> _Task directions_:
Each record that follows should be reproduced in full, character for character.

> _Items from a dataset_:
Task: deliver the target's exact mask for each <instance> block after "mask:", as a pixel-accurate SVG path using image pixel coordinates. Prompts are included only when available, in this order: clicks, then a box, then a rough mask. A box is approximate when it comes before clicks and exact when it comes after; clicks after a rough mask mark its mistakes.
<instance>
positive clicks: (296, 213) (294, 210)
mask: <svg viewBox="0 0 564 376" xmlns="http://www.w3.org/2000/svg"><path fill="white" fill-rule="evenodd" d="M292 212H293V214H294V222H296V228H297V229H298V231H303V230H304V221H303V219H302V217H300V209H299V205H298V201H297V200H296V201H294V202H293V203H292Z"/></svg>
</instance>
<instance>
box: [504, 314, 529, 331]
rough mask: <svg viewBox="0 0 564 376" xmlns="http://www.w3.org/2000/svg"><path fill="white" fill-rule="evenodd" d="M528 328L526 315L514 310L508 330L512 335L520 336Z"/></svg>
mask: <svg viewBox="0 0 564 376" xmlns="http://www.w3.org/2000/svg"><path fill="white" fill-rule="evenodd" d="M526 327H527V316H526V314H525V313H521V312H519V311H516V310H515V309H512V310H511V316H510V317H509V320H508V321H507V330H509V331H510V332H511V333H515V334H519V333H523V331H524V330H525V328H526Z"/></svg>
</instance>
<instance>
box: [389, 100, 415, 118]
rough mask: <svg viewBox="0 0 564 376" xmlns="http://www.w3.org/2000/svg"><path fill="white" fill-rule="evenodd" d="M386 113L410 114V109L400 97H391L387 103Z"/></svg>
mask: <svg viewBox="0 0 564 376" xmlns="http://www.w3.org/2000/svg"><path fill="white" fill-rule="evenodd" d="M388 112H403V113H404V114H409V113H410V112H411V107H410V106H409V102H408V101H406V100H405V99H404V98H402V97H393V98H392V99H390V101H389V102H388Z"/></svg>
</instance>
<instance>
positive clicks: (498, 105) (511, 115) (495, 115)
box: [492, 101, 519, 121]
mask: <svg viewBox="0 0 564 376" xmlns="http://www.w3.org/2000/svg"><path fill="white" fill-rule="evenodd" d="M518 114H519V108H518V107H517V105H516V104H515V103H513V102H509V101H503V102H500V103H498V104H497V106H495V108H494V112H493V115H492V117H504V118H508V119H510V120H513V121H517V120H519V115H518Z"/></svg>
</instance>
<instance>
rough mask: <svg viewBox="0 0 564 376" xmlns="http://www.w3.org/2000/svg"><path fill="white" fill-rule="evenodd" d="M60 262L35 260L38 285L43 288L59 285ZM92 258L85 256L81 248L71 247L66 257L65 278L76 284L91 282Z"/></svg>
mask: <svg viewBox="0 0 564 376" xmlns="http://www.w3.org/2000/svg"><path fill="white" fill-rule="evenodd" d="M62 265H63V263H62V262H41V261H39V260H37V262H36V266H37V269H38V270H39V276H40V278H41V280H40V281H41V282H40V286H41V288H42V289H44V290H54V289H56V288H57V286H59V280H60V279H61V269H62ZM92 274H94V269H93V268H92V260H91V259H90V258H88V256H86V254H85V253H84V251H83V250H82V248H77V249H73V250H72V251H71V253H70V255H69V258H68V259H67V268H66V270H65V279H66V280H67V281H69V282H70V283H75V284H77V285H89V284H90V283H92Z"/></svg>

> _Task result_:
Task: deliver the target's exact mask for each <instance> block after "mask:", as a pixel-accurate SVG path using image pixel coordinates. Prompts are included only when available, in this order: clicks, then a box, then a rough mask. A box is approximate when it comes before clicks and exact when it comes after; clicks after a rough mask mark its mistakes.
<instance>
positive clicks: (296, 213) (294, 210)
mask: <svg viewBox="0 0 564 376" xmlns="http://www.w3.org/2000/svg"><path fill="white" fill-rule="evenodd" d="M292 212H293V214H294V222H296V228H297V229H298V231H303V230H304V221H303V219H302V217H300V209H299V205H298V201H297V200H296V201H294V202H293V203H292Z"/></svg>
</instance>
<instance>
box: [504, 314, 529, 331]
rough mask: <svg viewBox="0 0 564 376" xmlns="http://www.w3.org/2000/svg"><path fill="white" fill-rule="evenodd" d="M528 328L526 315L514 310L508 330L512 335L520 336Z"/></svg>
mask: <svg viewBox="0 0 564 376" xmlns="http://www.w3.org/2000/svg"><path fill="white" fill-rule="evenodd" d="M526 327H527V316H526V314H525V313H521V312H519V311H516V310H515V309H512V310H511V316H510V317H509V320H508V321H507V330H509V331H510V332H511V333H515V334H519V333H523V331H524V330H525V328H526Z"/></svg>
</instance>
<instance>
box: [389, 100, 415, 118]
rough mask: <svg viewBox="0 0 564 376" xmlns="http://www.w3.org/2000/svg"><path fill="white" fill-rule="evenodd" d="M386 113L410 114V109L400 97H391L387 103Z"/></svg>
mask: <svg viewBox="0 0 564 376" xmlns="http://www.w3.org/2000/svg"><path fill="white" fill-rule="evenodd" d="M388 112H403V113H404V114H409V113H410V112H411V107H410V106H409V102H408V101H406V100H405V99H404V98H402V97H393V98H392V99H390V101H389V102H388Z"/></svg>
</instance>
<instance>
positive clicks: (498, 105) (511, 115) (495, 115)
box: [492, 101, 519, 121]
mask: <svg viewBox="0 0 564 376" xmlns="http://www.w3.org/2000/svg"><path fill="white" fill-rule="evenodd" d="M518 114H519V108H518V107H517V105H516V104H515V103H513V102H509V101H503V102H500V103H498V104H497V106H495V108H494V112H493V115H492V117H504V118H508V119H510V120H513V121H517V120H519V115H518Z"/></svg>
</instance>
<instance>
rough mask: <svg viewBox="0 0 564 376" xmlns="http://www.w3.org/2000/svg"><path fill="white" fill-rule="evenodd" d="M60 262L35 260L38 285L43 288L59 285ZM92 258L85 256L81 248L71 247L66 257L65 278L76 284L91 282Z"/></svg>
mask: <svg viewBox="0 0 564 376" xmlns="http://www.w3.org/2000/svg"><path fill="white" fill-rule="evenodd" d="M62 265H63V263H62V262H41V261H39V260H37V262H36V266H37V269H38V270H39V276H40V278H41V280H40V281H41V282H40V286H41V288H42V289H44V290H54V289H56V288H57V286H59V280H60V279H61V269H62ZM92 274H94V269H93V268H92V260H91V259H90V258H88V256H86V254H85V253H84V251H83V250H82V248H77V249H73V250H72V251H71V253H70V255H69V258H68V259H67V268H66V270H65V279H66V280H67V281H69V282H70V283H75V284H77V285H89V284H90V283H92Z"/></svg>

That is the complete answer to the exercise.